TEXT EXTRACT —
Thread: Having I/O problems in simple virtualized environment

Having I/O problems in simple virtualized environment

From
Ron Arts
Date:
Hi list,

I am running PostgreSQL 8.1 (CentOS 5.7) on a VM on a single XCP (Xenserver) host.
This is a HP server with 8GB, Dual Quad Core, and 2 SATA in RAID-1.

The problem is: it's running very slow compared to running it on bare metal, and
the VM is starving for I/O bandwidht, so other processes (slow to a crawl.
This does not happen on bare metal.

I had to replace the server with a bare-metal one, I could not troubleshoot in production.
Also it was hard to emulte the workload for that VM in a test environment, so I
concentrated on PostgreSQLand why it apparently generated so much I/O.

Before I start I should confess having only spotty experience with Xen and PostgreSQL
performance testing.

I setup a test Xen server created a CentOS5.7 VM with out-of-the-box PostgreSQL and ran:
pgbench -i  pgbench ; time pgbench -t 100000 pgbench
This ran for 3:28. Then I replaced the SATA HD with an SSD disk, and reran the test.
It ran for 2:46. This seemed strange as I expected the run to finish much faster.

I reran the first test on the SATA, and looked at CPU and I/O use. The CPU was not used
too much in both the VM (30%) and in dom0 (10%). The I/O use was not much as well,
around 8MB/sec in the VM. (Couldn't use iotop in dom0, because of missing kernel support
in XCP 1.1).

It reran the second test on SSD, and experienced almost the same CPU, and I/O load.

(I now probably need to run the same test on bare metal, but didn't get to that yet,
all this already ruined my weekend.)

JOBS —
1. Answer each question about the PostgreSQL thread above in a short phrase.
(a) How much memory does the HP server have, and what disk setup does it use?
(b) How long did the pgbench run take on the SATA disk, and how long on the SSD?
(c) What CPU use was seen in the VM, and what in dom0?
2. Rewrite the paragraph in the PostgreSQL thread that begins "I reran the first test on the SATA" as a short bulleted list that keeps its main facts.

DATA ENTRIES —

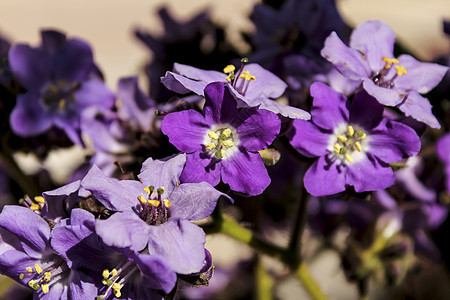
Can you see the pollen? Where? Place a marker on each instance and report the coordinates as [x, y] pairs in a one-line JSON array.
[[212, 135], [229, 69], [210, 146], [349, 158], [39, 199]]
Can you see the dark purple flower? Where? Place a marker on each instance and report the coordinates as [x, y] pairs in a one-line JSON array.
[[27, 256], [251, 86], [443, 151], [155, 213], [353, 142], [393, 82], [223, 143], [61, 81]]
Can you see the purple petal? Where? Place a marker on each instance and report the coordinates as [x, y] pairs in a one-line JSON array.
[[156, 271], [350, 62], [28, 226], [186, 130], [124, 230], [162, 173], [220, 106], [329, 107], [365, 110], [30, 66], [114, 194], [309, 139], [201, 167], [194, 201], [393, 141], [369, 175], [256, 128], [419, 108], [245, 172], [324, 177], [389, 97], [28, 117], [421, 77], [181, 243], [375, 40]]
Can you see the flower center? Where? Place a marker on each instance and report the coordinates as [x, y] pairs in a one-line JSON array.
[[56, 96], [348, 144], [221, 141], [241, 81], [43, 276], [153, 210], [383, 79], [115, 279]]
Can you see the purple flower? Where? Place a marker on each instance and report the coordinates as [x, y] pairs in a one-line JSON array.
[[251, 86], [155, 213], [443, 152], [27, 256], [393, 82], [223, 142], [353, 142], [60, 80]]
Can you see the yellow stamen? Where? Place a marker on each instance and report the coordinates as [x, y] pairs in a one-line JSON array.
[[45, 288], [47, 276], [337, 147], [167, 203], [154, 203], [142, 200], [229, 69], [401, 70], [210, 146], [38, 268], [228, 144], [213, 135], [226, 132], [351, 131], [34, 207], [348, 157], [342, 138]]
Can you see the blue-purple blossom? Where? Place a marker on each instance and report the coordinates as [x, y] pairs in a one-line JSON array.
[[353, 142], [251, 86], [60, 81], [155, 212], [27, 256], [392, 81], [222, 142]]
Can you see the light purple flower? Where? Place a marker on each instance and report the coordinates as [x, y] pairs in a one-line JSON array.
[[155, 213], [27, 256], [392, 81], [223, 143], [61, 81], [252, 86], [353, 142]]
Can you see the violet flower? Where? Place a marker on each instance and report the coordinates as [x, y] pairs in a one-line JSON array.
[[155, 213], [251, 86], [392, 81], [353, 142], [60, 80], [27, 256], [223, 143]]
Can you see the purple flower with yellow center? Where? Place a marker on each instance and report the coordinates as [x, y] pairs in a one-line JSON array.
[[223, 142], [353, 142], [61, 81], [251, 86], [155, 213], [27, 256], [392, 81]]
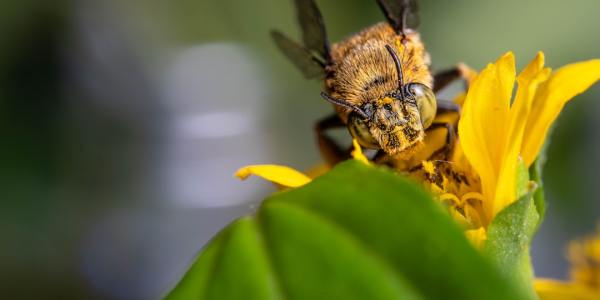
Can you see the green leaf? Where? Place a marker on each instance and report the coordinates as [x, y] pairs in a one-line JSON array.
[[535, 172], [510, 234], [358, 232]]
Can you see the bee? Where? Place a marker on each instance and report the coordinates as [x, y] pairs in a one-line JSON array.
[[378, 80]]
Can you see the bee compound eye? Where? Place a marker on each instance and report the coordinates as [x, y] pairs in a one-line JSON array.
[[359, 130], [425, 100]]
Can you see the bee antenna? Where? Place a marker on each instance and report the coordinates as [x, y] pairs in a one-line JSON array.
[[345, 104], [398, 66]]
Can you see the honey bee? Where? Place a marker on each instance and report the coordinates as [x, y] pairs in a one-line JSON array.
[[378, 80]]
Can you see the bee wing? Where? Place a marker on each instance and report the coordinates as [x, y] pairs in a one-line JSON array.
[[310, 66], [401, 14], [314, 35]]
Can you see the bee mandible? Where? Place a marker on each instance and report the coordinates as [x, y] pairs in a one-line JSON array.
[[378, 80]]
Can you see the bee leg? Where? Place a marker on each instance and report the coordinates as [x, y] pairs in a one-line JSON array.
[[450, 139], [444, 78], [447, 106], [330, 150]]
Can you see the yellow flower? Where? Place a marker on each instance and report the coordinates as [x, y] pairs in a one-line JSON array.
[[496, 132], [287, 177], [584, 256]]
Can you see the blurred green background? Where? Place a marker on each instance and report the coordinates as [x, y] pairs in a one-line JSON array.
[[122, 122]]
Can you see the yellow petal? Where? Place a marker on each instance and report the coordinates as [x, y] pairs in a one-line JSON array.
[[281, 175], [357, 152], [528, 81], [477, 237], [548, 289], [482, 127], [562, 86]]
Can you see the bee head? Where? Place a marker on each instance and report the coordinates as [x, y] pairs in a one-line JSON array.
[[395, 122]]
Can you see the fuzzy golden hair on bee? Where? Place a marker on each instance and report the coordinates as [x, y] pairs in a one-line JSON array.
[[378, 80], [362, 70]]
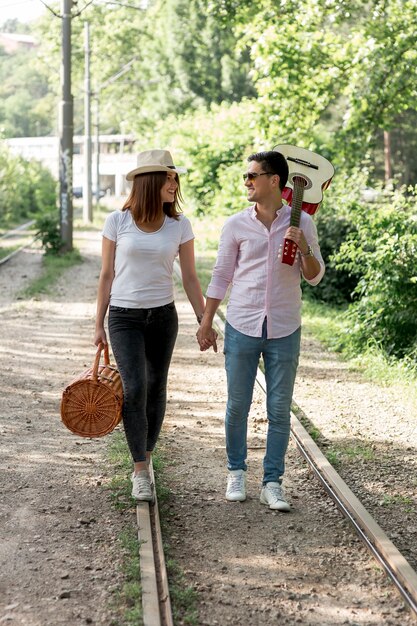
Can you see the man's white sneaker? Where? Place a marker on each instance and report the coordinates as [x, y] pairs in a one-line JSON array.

WORKED ANSWERS —
1.
(a) 8GB of memory, with 2 SATA disks in RAID-1.
(b) 3:28 on the SATA disk and 2:46 on the SSD.
(c) About 30% in the VM and 10% in dom0.

2.
- The first test was rerun on the SATA disk while CPU and I/O use were watched.
- CPU use was low: about 30% in the VM and 10% in dom0.
- I/O use was also low, around 8MB/sec in the VM.
- iotop could not be used in dom0 because XCP 1.1 lacks the kernel support for it.